I have a question regarding the clojure mxnet example using the BERT for sentence pair classification: https://github.com/apache/incubator-mxnet/tree/master/contrib/clojure-package/examples/bert
I’m not sure if I should post questions about a contrib package here, but I think the question is general enough that it applies to mxnet in any language.
In the example, the author uses the following code to build a classifier on top of BERT:
(defn fine-tune-model
"msymbol: the pretrained network symbol
num-classes: the number of classes for the fine-tune datasets
dropout: The dropout rate amount"
[msymbol {:keys [num-classes dropout]}]
(as-> msymbol data
(sym/dropout {:data data :p dropout})
(sym/fully-connected "fc-finetune" {:data data :num-hidden num-classes})
(sym/softmax-output "softmax" {:data data})))
Basically, starting from the BERT-base model (in msymbol), it plugs a fully-connected classifier (a single-hidden-layer MLP, I assume?) on top of it.
My question is the following: Usually, the BERT model has an output embedding corresponding to the [CLS] token that should be used for classification, but in this case, I don’t see how the author is plugging the output of just this [CLS] token to the classifier. I think they are just plugging the whole output layer from BERT. Other packages have a built-in BertClassifier class of some kind that does this for you.
So, is there some magic going on in this example that I’m not seeing, or is the author just plugging the whole output layer of BERT into a classifier (when typically, you should just use the CLS token)?
Thank you very much

▶ What you are asked to do: In the forum post about the Clojure BERT example, why does the poster suspect the whole BERT output layer is being passed to the classifier? Answer in one to three sentences. The records that come next have no connection to the text.

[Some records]
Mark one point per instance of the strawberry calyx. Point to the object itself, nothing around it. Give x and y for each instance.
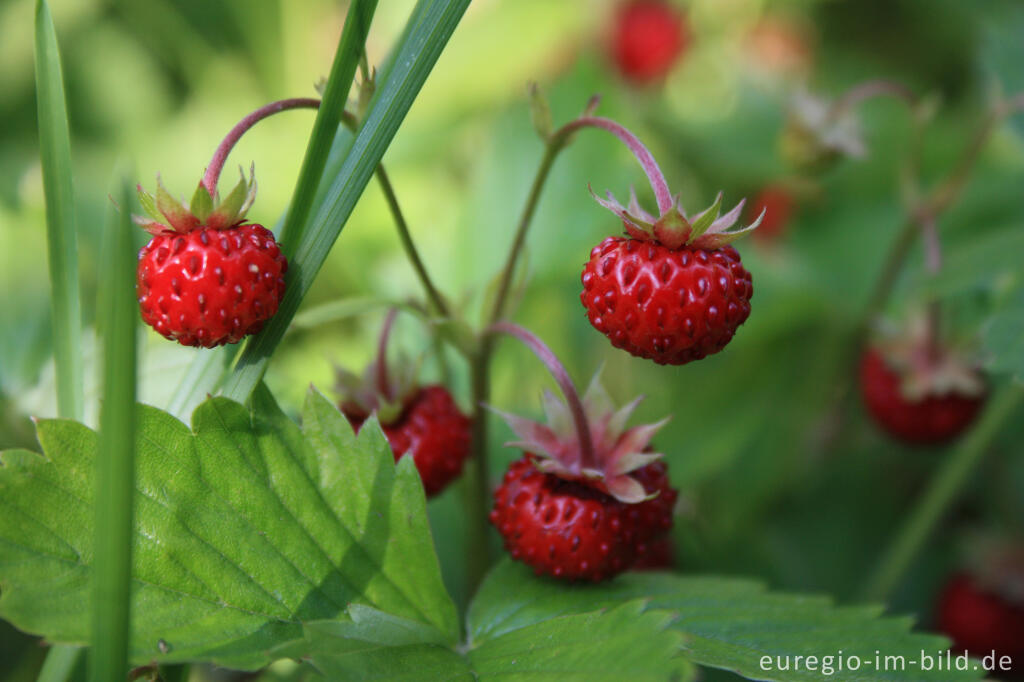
(674, 228)
(166, 214)
(585, 440)
(617, 451)
(380, 390)
(928, 369)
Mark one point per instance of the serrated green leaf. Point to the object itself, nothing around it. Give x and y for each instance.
(1004, 337)
(247, 526)
(725, 623)
(627, 642)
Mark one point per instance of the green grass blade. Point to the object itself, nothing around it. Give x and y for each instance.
(54, 146)
(115, 464)
(346, 58)
(431, 26)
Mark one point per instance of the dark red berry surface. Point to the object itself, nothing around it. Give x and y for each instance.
(432, 428)
(672, 306)
(933, 420)
(981, 622)
(571, 530)
(647, 38)
(210, 287)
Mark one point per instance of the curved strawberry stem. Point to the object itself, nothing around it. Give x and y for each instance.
(561, 377)
(657, 182)
(220, 156)
(868, 90)
(383, 382)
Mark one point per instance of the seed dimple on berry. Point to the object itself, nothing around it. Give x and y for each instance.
(629, 273)
(643, 292)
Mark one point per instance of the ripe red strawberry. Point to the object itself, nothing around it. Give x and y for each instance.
(432, 430)
(647, 38)
(777, 205)
(207, 279)
(673, 291)
(423, 422)
(920, 396)
(580, 519)
(980, 620)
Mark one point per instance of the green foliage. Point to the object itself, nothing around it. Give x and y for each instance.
(413, 58)
(61, 239)
(247, 526)
(725, 623)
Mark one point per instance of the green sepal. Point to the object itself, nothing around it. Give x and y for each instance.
(673, 229)
(180, 219)
(202, 203)
(705, 220)
(147, 203)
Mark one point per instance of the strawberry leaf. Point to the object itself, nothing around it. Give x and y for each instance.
(626, 642)
(247, 527)
(725, 623)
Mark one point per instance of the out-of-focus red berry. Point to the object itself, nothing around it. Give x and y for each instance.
(647, 37)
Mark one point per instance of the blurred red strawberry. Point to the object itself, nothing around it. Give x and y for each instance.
(647, 37)
(981, 620)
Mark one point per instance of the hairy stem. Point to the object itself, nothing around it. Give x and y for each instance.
(868, 90)
(220, 155)
(657, 182)
(561, 376)
(946, 483)
(383, 382)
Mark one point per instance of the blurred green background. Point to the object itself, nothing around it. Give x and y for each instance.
(769, 489)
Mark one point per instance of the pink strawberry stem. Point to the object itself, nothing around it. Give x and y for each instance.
(657, 182)
(383, 382)
(561, 377)
(220, 156)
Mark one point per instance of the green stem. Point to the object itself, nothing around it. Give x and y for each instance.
(350, 47)
(115, 461)
(59, 664)
(433, 295)
(61, 240)
(476, 489)
(945, 485)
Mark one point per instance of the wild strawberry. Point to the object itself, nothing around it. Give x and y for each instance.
(918, 392)
(206, 278)
(583, 511)
(423, 422)
(647, 38)
(777, 205)
(673, 291)
(982, 610)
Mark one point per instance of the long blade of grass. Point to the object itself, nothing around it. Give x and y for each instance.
(210, 367)
(54, 153)
(429, 29)
(346, 58)
(54, 147)
(116, 459)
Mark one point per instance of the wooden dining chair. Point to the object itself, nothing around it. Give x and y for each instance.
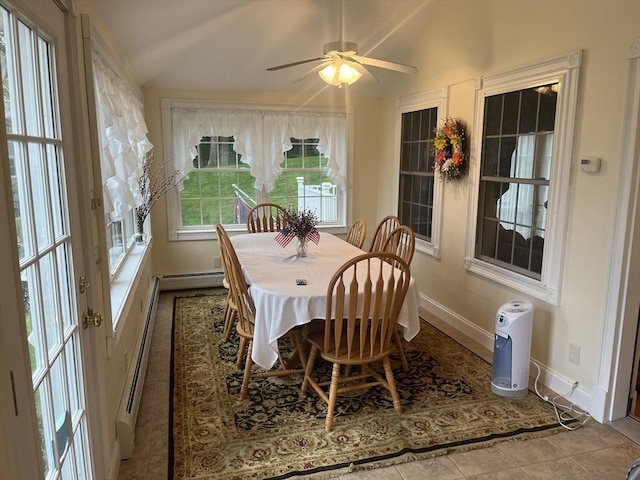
(239, 291)
(364, 298)
(402, 242)
(387, 225)
(357, 233)
(266, 217)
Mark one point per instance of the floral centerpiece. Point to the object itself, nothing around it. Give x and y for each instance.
(449, 145)
(299, 224)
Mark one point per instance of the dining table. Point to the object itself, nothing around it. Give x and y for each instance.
(273, 273)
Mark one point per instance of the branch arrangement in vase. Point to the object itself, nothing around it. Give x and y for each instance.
(153, 185)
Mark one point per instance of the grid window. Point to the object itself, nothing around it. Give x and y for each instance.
(416, 192)
(220, 189)
(517, 146)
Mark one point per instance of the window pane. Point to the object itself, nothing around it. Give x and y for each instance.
(490, 157)
(493, 115)
(41, 204)
(548, 100)
(528, 111)
(55, 182)
(510, 114)
(29, 81)
(512, 214)
(416, 178)
(45, 88)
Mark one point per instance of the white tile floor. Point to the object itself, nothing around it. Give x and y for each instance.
(593, 452)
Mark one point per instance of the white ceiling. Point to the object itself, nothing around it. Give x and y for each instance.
(227, 45)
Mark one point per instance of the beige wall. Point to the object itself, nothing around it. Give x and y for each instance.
(493, 36)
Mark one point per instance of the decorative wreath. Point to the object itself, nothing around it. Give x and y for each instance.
(449, 149)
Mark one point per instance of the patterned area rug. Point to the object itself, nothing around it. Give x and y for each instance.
(446, 397)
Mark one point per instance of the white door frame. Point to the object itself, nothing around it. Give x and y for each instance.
(611, 393)
(20, 457)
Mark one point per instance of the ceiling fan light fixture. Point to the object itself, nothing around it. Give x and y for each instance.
(339, 73)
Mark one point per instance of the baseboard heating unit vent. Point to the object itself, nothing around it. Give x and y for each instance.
(132, 393)
(192, 280)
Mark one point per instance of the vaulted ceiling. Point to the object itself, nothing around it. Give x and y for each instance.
(227, 45)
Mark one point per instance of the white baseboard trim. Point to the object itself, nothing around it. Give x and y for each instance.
(555, 381)
(191, 280)
(114, 464)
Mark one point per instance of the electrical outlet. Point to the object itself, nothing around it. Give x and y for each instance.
(574, 353)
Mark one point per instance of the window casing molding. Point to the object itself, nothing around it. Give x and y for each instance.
(176, 232)
(432, 99)
(566, 71)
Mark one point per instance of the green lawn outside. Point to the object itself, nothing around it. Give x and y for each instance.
(208, 196)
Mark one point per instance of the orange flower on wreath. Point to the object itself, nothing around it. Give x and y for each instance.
(448, 145)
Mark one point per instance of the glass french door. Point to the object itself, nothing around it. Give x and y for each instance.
(43, 225)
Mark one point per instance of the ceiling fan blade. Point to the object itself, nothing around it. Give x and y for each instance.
(317, 68)
(374, 62)
(287, 65)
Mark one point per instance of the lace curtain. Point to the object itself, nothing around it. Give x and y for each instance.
(261, 138)
(122, 139)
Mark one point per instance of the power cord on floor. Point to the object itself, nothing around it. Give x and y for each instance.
(564, 413)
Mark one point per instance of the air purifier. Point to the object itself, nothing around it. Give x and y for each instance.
(512, 349)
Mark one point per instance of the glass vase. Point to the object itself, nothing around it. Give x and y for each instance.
(140, 237)
(303, 243)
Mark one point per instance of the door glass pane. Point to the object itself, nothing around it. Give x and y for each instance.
(37, 170)
(21, 200)
(33, 314)
(28, 80)
(45, 89)
(55, 182)
(50, 302)
(45, 432)
(39, 187)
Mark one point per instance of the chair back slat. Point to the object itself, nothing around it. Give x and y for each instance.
(402, 242)
(238, 288)
(357, 233)
(266, 217)
(364, 298)
(387, 225)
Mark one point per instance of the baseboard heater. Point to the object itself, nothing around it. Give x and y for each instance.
(132, 393)
(192, 280)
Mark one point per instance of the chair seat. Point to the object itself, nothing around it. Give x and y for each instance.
(341, 356)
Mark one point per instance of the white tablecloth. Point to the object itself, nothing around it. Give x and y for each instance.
(271, 271)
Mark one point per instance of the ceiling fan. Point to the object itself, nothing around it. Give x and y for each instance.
(341, 65)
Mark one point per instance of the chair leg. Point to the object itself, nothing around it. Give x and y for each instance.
(307, 372)
(242, 350)
(392, 385)
(247, 375)
(333, 395)
(228, 323)
(403, 357)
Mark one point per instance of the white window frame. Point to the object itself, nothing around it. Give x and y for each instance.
(432, 99)
(176, 232)
(564, 70)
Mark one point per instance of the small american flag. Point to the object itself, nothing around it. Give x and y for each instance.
(284, 237)
(314, 236)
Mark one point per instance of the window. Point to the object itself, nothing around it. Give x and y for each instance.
(514, 181)
(419, 194)
(123, 145)
(238, 158)
(524, 131)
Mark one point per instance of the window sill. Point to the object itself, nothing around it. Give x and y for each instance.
(209, 233)
(513, 280)
(126, 281)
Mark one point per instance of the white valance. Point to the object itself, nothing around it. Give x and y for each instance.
(261, 138)
(122, 138)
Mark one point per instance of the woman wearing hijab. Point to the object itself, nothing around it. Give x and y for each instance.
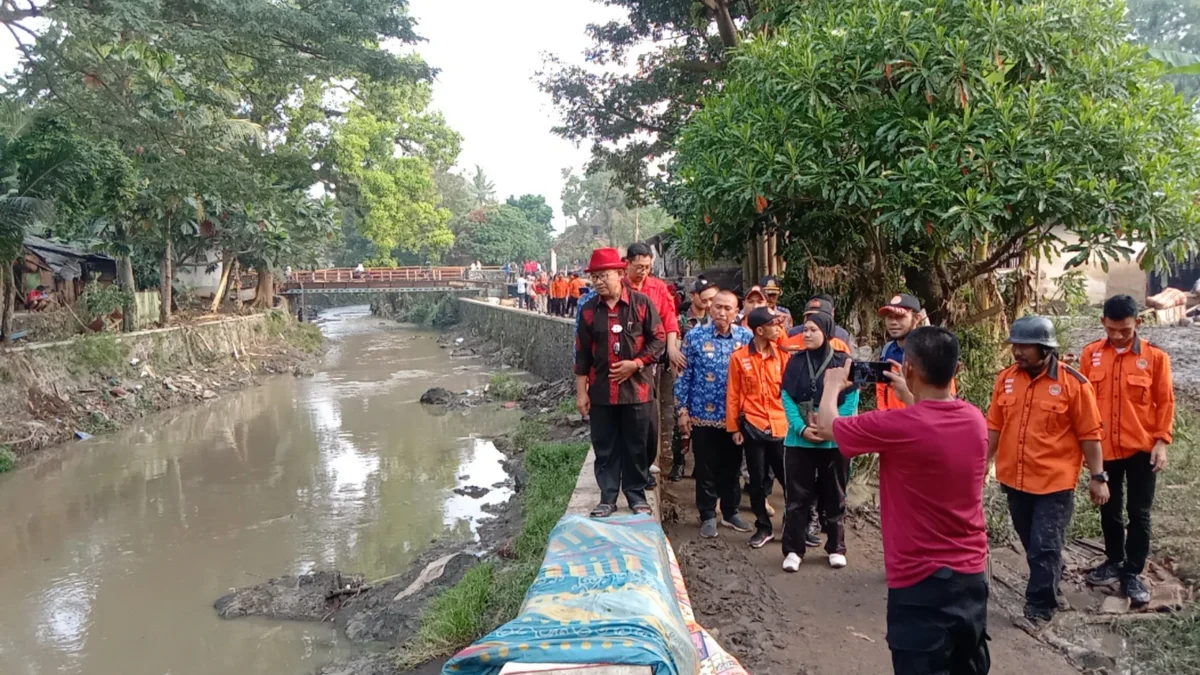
(813, 469)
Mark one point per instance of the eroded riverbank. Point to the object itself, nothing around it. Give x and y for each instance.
(114, 549)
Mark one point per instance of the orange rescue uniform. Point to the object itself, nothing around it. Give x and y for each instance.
(754, 389)
(1042, 422)
(1135, 395)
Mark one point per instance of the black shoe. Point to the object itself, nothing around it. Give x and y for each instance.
(1134, 590)
(761, 538)
(1104, 574)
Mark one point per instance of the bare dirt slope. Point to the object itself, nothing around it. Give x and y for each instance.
(819, 621)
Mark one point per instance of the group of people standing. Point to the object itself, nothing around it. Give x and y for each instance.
(771, 398)
(555, 296)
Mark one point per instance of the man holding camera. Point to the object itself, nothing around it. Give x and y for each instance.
(933, 465)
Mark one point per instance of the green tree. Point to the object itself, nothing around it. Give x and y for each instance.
(647, 75)
(483, 190)
(933, 141)
(219, 100)
(503, 233)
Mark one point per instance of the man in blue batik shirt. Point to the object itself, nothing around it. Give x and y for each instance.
(700, 406)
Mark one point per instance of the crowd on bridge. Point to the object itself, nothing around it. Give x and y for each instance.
(766, 395)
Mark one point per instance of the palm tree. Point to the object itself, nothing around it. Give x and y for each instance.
(483, 191)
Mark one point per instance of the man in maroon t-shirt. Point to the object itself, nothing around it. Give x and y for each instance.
(933, 465)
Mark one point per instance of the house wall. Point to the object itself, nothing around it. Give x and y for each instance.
(1123, 276)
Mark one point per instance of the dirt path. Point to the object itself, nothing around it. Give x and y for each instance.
(819, 621)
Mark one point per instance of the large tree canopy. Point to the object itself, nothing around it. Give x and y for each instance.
(936, 138)
(657, 65)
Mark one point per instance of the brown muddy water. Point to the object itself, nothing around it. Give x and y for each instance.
(113, 550)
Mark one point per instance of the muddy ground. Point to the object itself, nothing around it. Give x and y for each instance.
(817, 621)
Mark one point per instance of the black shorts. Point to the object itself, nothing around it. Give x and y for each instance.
(940, 626)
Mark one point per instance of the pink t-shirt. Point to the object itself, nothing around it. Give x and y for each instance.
(933, 464)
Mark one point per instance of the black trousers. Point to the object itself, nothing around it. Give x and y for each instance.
(940, 626)
(814, 476)
(618, 437)
(1134, 548)
(1041, 521)
(718, 471)
(762, 458)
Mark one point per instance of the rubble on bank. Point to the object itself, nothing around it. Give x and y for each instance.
(97, 383)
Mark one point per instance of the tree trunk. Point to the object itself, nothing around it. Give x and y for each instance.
(10, 300)
(166, 281)
(125, 280)
(226, 268)
(725, 25)
(264, 292)
(237, 285)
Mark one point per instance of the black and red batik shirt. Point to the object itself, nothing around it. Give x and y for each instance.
(631, 330)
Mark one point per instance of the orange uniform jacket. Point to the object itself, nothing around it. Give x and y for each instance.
(1042, 423)
(1135, 395)
(754, 389)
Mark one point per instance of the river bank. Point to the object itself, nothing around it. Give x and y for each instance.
(95, 384)
(454, 591)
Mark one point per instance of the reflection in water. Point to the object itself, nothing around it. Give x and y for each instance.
(112, 551)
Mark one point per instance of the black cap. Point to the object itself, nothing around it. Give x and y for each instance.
(819, 305)
(762, 316)
(901, 302)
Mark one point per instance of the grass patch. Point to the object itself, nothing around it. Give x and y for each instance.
(1165, 645)
(491, 592)
(505, 387)
(100, 352)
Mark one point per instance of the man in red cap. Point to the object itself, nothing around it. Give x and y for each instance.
(618, 340)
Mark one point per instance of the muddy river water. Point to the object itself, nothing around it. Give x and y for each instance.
(113, 550)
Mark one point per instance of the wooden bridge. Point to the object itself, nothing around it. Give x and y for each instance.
(393, 279)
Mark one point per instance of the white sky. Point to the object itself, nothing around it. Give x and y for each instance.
(487, 53)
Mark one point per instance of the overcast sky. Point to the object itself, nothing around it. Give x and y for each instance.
(487, 53)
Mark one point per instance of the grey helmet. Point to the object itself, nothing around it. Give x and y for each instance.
(1033, 330)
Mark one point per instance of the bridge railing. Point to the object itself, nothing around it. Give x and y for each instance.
(348, 275)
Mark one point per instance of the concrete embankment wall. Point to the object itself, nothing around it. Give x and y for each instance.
(541, 342)
(96, 383)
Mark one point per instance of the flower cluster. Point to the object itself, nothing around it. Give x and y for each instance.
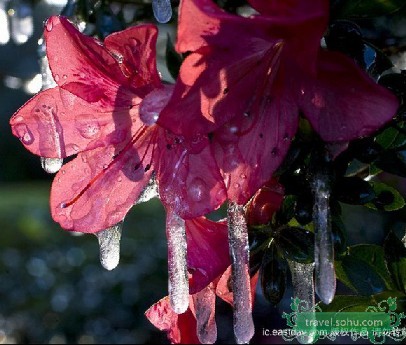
(218, 135)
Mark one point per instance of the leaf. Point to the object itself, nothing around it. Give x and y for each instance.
(353, 190)
(395, 255)
(364, 269)
(296, 244)
(173, 59)
(387, 198)
(368, 8)
(359, 276)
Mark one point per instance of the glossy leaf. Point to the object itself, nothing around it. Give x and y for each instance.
(395, 255)
(368, 8)
(387, 198)
(353, 190)
(296, 244)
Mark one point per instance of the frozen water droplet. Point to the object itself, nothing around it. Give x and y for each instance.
(323, 247)
(150, 191)
(303, 289)
(197, 189)
(109, 246)
(239, 252)
(51, 165)
(177, 266)
(204, 303)
(162, 10)
(24, 134)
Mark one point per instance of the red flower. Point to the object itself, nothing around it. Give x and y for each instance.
(104, 108)
(210, 272)
(247, 79)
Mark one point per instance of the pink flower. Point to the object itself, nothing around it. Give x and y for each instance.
(210, 272)
(104, 109)
(247, 79)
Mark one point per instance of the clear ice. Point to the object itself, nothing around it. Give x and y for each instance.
(303, 289)
(162, 10)
(239, 252)
(109, 245)
(177, 247)
(51, 165)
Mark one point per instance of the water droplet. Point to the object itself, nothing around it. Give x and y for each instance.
(162, 10)
(178, 278)
(239, 252)
(197, 189)
(109, 246)
(204, 303)
(51, 165)
(323, 247)
(24, 134)
(303, 289)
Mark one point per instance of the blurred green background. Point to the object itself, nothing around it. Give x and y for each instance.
(52, 287)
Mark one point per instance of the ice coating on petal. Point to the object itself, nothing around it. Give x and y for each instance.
(51, 165)
(303, 289)
(177, 247)
(239, 252)
(325, 278)
(162, 10)
(109, 245)
(204, 303)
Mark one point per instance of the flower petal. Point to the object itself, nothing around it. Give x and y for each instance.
(181, 329)
(136, 46)
(96, 189)
(220, 79)
(250, 148)
(189, 181)
(344, 103)
(56, 123)
(86, 68)
(208, 254)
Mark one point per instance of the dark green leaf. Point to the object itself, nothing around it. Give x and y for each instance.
(173, 59)
(368, 8)
(353, 190)
(273, 276)
(393, 162)
(395, 255)
(360, 276)
(387, 198)
(296, 244)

▶ Exercise solution: Usually the BERT output embedding for the [CLS] token is what should be used for classification. In the example's code, the poster can't see how the author plugs in only that token's output, so they think the whole output layer is being plugged in.